> _GOAL_: Turn every line of the records below into a JSON list of strings, one string per line, with blank lines skipped. Leave the pictures out.

> _DATA SUPPLIED_:
--- Begin ---

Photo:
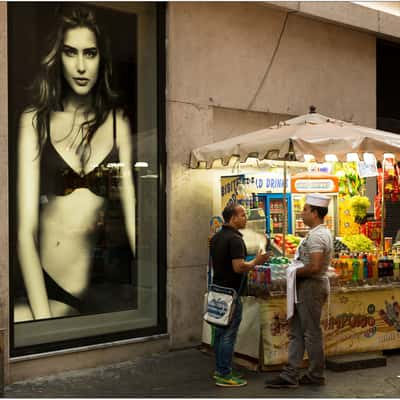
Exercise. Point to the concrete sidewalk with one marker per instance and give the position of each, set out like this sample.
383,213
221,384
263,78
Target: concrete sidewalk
187,373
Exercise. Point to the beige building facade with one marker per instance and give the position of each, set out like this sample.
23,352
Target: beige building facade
231,68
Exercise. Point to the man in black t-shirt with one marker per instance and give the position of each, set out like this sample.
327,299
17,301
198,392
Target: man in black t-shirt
228,253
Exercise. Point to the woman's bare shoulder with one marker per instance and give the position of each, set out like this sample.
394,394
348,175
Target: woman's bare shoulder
122,118
28,118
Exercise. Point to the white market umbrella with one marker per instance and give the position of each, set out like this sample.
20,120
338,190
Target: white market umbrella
311,133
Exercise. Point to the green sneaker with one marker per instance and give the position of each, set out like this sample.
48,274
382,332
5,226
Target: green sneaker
229,381
235,374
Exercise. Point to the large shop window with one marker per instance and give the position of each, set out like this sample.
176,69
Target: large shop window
86,129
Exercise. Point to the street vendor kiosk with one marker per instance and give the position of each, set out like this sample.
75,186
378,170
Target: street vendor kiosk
363,312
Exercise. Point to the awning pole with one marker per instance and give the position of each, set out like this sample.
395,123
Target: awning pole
284,208
383,206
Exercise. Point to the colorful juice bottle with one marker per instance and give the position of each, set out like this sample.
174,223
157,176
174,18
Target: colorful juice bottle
349,263
361,272
396,267
356,267
381,270
375,272
370,266
390,265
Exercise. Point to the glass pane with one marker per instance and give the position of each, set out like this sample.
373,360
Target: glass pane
84,144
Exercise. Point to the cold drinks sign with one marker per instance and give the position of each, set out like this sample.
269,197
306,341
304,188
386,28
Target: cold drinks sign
237,187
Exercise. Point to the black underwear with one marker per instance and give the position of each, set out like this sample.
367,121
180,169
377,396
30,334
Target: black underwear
56,292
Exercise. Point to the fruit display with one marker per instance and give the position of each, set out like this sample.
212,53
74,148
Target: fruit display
358,243
291,242
339,246
359,207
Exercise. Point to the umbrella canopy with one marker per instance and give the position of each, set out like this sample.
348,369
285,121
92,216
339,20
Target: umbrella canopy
311,133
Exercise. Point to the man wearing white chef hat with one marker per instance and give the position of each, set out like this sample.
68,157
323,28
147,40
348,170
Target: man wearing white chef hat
305,332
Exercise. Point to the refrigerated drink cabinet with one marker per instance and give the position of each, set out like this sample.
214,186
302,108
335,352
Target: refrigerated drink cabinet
274,212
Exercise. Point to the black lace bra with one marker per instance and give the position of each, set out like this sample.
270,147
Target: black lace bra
59,179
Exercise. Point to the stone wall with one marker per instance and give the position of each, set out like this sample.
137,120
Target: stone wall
233,68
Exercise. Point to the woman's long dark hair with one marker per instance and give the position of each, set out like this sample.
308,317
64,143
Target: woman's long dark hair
49,87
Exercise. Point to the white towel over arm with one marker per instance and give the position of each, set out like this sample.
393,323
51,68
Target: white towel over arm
291,292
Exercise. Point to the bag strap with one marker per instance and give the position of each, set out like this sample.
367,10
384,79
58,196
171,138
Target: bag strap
210,274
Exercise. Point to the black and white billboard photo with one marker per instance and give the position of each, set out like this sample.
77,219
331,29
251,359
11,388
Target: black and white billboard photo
73,129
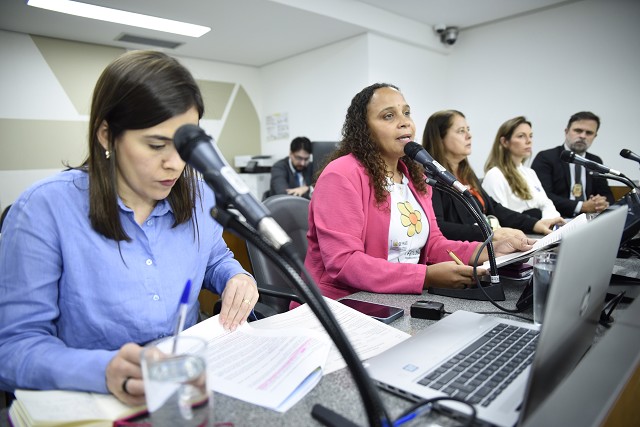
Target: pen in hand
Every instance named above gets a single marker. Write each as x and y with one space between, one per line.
182 313
455 257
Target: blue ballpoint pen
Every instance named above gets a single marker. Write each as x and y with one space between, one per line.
182 313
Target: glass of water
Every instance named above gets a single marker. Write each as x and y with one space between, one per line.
544 264
175 382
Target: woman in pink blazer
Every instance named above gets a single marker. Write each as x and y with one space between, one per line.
371 223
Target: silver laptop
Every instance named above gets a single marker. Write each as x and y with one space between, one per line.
523 364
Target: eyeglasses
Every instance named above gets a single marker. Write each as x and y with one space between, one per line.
301 159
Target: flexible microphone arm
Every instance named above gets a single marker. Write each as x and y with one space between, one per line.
474 209
633 194
286 259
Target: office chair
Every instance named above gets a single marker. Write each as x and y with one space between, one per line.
291 213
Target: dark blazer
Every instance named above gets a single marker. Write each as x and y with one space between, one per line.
283 178
555 176
456 223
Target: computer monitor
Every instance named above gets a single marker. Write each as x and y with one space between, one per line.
321 151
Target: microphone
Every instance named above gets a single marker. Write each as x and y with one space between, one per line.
570 157
420 155
628 154
198 150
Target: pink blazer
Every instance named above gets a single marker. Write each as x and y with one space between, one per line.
348 237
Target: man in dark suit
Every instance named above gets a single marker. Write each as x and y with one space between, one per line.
293 174
571 188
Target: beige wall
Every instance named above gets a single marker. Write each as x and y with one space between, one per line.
46 99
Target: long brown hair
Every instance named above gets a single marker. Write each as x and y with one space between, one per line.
138 90
356 140
433 141
500 157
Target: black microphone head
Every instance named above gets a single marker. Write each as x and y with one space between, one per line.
186 139
567 156
412 148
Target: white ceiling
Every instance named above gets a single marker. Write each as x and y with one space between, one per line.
259 32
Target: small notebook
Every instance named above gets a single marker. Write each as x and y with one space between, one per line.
58 408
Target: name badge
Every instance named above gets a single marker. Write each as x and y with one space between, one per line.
576 191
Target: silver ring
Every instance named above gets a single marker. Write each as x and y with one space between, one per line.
124 385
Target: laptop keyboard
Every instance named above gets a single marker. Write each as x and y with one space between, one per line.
481 371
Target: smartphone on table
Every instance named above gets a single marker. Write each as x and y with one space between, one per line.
383 313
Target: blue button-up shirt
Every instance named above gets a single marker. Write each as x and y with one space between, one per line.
70 298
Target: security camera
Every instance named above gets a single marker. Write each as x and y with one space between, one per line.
439 28
449 35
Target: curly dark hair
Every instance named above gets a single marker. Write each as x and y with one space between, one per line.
356 140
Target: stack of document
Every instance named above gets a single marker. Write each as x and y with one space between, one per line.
546 242
273 362
276 361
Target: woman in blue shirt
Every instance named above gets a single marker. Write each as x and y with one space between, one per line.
94 259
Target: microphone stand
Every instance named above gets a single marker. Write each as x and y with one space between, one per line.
286 258
490 292
632 224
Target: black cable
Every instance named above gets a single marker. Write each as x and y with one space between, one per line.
415 410
376 412
478 284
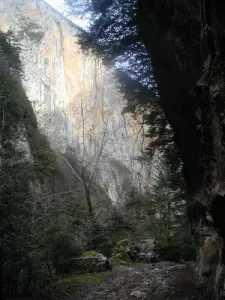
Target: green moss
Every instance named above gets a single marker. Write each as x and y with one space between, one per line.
120 253
89 253
68 285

--- End ---

> _COMPLETED EXERCISE_:
[
  "Photo:",
  "Exercise. Point to the concrete sidewalk with one marker per instance and give the position of each, set out like this sample.",
  "383,213",
  "221,384",
  "263,78",
  "Target: concrete sidewalk",
  "187,373",
  "Exercise. Point to the beige building facade with one marker per instance and give the position of each, set out like this sample.",
  "23,352",
  "Target: beige building facade",
  "231,68",
  "Exercise. Point to the man in black t-shirt with one marker per instance and give the position of each, set out like this sample.",
  "327,299",
  "17,301",
  "198,392",
  "Target: man in black t-shirt",
  "228,253",
  "Exercise. Point to the woman's bare shoulder with one marker per instance and give the position of each, set out like this sample.",
  "394,394",
  "348,175",
  "Target: woman's bare shoulder",
  "122,118",
  "28,118",
  "Exercise. Point to the white market umbrella with one marker per instance and give the position of each, set out like this sample.",
  "20,120",
  "338,190",
  "Target: white market umbrella",
  "311,133",
  "Exercise. Point to the green sneaker with one marker per instance and give the position of each, set out like this sample.",
  "48,274",
  "382,332",
  "5,226",
  "Target: green sneaker",
  "229,381",
  "235,374",
  "Exercise. Point to the large shop window with one marker per instance and give the position of each, set out like this sample.",
  "176,69",
  "Target: large shop window",
  "86,129",
  "Exercise. Point to the street vendor kiosk with one marker per instance and give the position of each, set out like this sample.",
  "75,186",
  "378,170",
  "Target: street vendor kiosk",
  "363,312",
  "Exercise. Point to the awning pole with one marker per instance and give the position of each, set out like this sample.",
  "395,123",
  "Target: awning pole",
  "284,208",
  "383,206",
  "Exercise. Point to the colorful juice bottle with one marker per instance and give the position of each, set out like this sample.",
  "174,223",
  "157,176",
  "174,18",
  "Target: colorful juice bottle",
  "349,263",
  "361,272",
  "396,267",
  "356,267",
  "381,270",
  "375,272",
  "370,266",
  "390,265",
  "Exercise. Point to the glass pane with one marker per instance and give the position of each, set out like this sample.",
  "373,360",
  "Target: glass pane",
  "84,144",
  "Exercise. Point to the cold drinks sign with one marker per instance and give the position of each, set out like this sample.",
  "269,197",
  "306,341",
  "304,188",
  "386,28",
  "Target: cold drinks sign",
  "237,187",
  "Exercise. Point to the black underwear with one marker per instance and give the position of each, set out like this sample.",
  "367,121",
  "180,169",
  "377,396",
  "30,334",
  "Target: black underwear",
  "56,292",
  "Exercise. Point to the fruit display with one marker per instance and give the position of each, set out like this sample.",
  "212,53",
  "74,148",
  "Target: fruit display",
  "358,243",
  "291,242",
  "339,246",
  "359,207",
  "Exercise. Point to the umbrella canopy with one marker per instance and give the position of each, set out like this sample.",
  "348,369",
  "285,121",
  "92,216",
  "339,20",
  "Target: umbrella canopy",
  "311,133",
  "Exercise. Point to the man wearing white chef hat with one marker per instance and give the position of each, set out like this sample.",
  "68,157",
  "323,28",
  "147,40",
  "348,170",
  "Target: man wearing white chef hat",
  "305,332",
  "Exercise. Point to the refrigerated drink cabinet with one marker per instance and give the position of each, set out like this sample.",
  "214,186",
  "302,108",
  "335,352",
  "Target: refrigerated drink cabinet",
  "274,212",
  "Exercise. Point to the black lace bra with one marker per instance and give the position of each, set out like this sample.",
  "270,147",
  "Target: black lace bra",
  "59,179",
  "Exercise. Point to the stone wall with one marker per instance and give the position of each, set out like this sample.",
  "137,120",
  "Target: stone wall",
  "233,68",
  "Exercise. Point to the woman's long dark hair with one marker per instance and give the position of each, set out like this sample.",
  "308,317",
  "64,143",
  "Target: woman's long dark hair",
  "49,87",
  "Exercise. Point to the white towel over arm with one marker per instance and give the position of each, set out like this sample.",
  "393,323",
  "51,68",
  "Target: white towel over arm",
  "291,292",
  "Exercise. Point to the bag strap with one marker per instance and give the position of each, set out like this sample.",
  "367,10",
  "384,79",
  "58,196",
  "171,138",
  "Target: bag strap",
  "210,274",
  "Exercise. Point to the black and white billboard photo with one marker per instance and give the position of each, set out like this sample.",
  "77,219",
  "331,29",
  "251,359",
  "11,388",
  "Target: black and white billboard photo",
  "73,129",
  "Target: pen in hand",
  "Every instance named above gets a single marker. Write each as x and y with one space between, one per line.",
  "182 313",
  "455 257",
  "Target: blue ballpoint pen",
  "Every instance named above gets a single marker. Write each as x and y with one space between, one per line.",
  "182 313",
  "Target: glass of water",
  "Every instance named above gets a single marker. Write each as x and y with one space between, one per line.",
  "544 264",
  "175 382",
  "Target: woman in pink blazer",
  "Every instance named above gets a single marker. Write each as x and y with one space between, one per line.",
  "371 223",
  "Target: silver laptop",
  "Every instance named above gets a single marker. Write each as x and y with one space between, one per line.",
  "523 364",
  "Target: eyeglasses",
  "Every instance named above gets a single marker. Write each as x and y with one space between, one per line.",
  "301 159",
  "Target: flexible microphone arm",
  "Every instance named above gets a single marker. Write each as x and y with one space between, one per line.",
  "474 209",
  "633 194",
  "286 259",
  "Target: office chair",
  "Every instance named above gets a single marker. Write each as x and y with one space between, one per line.",
  "291 213",
  "Target: dark blazer",
  "Every instance named above gets a single marker. Write each as x and y with one space between, one per line.",
  "283 178",
  "555 176",
  "456 223",
  "Target: computer monitor",
  "Every instance named above gets a single marker. Write each as x and y with one space between, one per line.",
  "321 151",
  "Target: microphone",
  "Every instance named above gets a single marker. Write each as x and y with one space between, one per line.",
  "570 157",
  "420 155",
  "628 154",
  "198 150",
  "Target: pink blazer",
  "Every instance named above gets a single marker. Write each as x and y with one space between, one per line.",
  "348 237",
  "Target: man in dark suit",
  "Every instance named above gets a single marker. Write each as x and y with one space between, one per line.",
  "293 174",
  "571 188",
  "Target: beige wall",
  "Every instance named above gets a single marker. Write each as x and y with one space between, one per line.",
  "46 99",
  "Target: long brown hair",
  "Every instance named above gets a single marker. Write each as x and y with one space between, one per line.",
  "138 90",
  "356 140",
  "433 141",
  "500 157",
  "Target: black microphone head",
  "Every instance named above gets a single marker. Write each as x and y with one space between, one per line.",
  "186 139",
  "567 156",
  "412 148",
  "Target: white ceiling",
  "Every instance named above gets a single marker. Write each as x and y with one space between, one per line.",
  "259 32",
  "Target: small notebook",
  "Every instance named above gets a single marker. Write each as x and y with one space between, one per line.",
  "58 408",
  "Target: name badge",
  "Every instance named above gets a single marker. Write each as x and y with one space between, one per line.",
  "576 191",
  "Target: silver ring",
  "Every instance named above gets a single marker. Write each as x and y with one space between, one per line.",
  "124 385",
  "Target: laptop keyboard",
  "Every instance named above gets a single marker. Write each as x and y with one space between, one per line.",
  "481 371",
  "Target: smartphone on table",
  "Every instance named above gets a single marker. Write each as x and y with one space between, one per line.",
  "383 313",
  "Target: blue button-up shirt",
  "Every instance named above gets a single marker. Write each as x and y with one space between, one per line.",
  "70 298",
  "Target: security camera",
  "Every instance named above gets a single marker. Write each as x and y with one space between, one per line.",
  "439 28",
  "449 35",
  "Target: curly dark hair",
  "Every instance named above gets a single marker. Write each as x and y with one space between, one per line.",
  "356 140",
  "Target: stack of document",
  "Every instance named above gets a single marker. Write each as x and y with one space between, one per line.",
  "546 242",
  "273 362",
  "276 361",
  "Target: woman in blue shirt",
  "Every instance named above gets a single marker. Write each as x and y with one space between, one per line.",
  "94 259",
  "Target: microphone stand",
  "Every instance named above gets a single marker. Write each as x and y with one space between, one per line.",
  "286 258",
  "490 292",
  "632 224",
  "Target: black cable",
  "Every instance named above gets a single marker. Write each as x and y with one space between, one per line.",
  "415 410",
  "376 412",
  "478 284",
  "Target: green moss",
  "Every instance named above gets a single marker. Write each as x and y with one space between, one per line.",
  "120 253",
  "89 253",
  "68 285"
]